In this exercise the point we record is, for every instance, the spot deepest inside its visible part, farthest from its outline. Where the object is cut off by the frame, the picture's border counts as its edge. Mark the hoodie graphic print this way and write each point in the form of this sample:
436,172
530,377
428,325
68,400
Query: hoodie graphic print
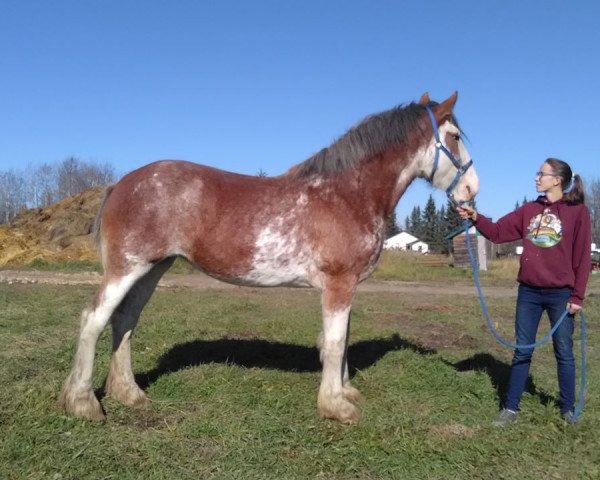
....
WORK INSTRUCTIONS>
If a line in the data above includes the string "hoodie", copy it.

ANSWER FOR THE TASK>
In this exercise the point we record is, for every instance, the spot deepest inside its visible part, farthest from its outline. Where the object is cut off by the frame, the picture's border counts as its edge. Mark the hoodie graphic print this way and write each point in the form of this sample:
Query: hoodie graphic print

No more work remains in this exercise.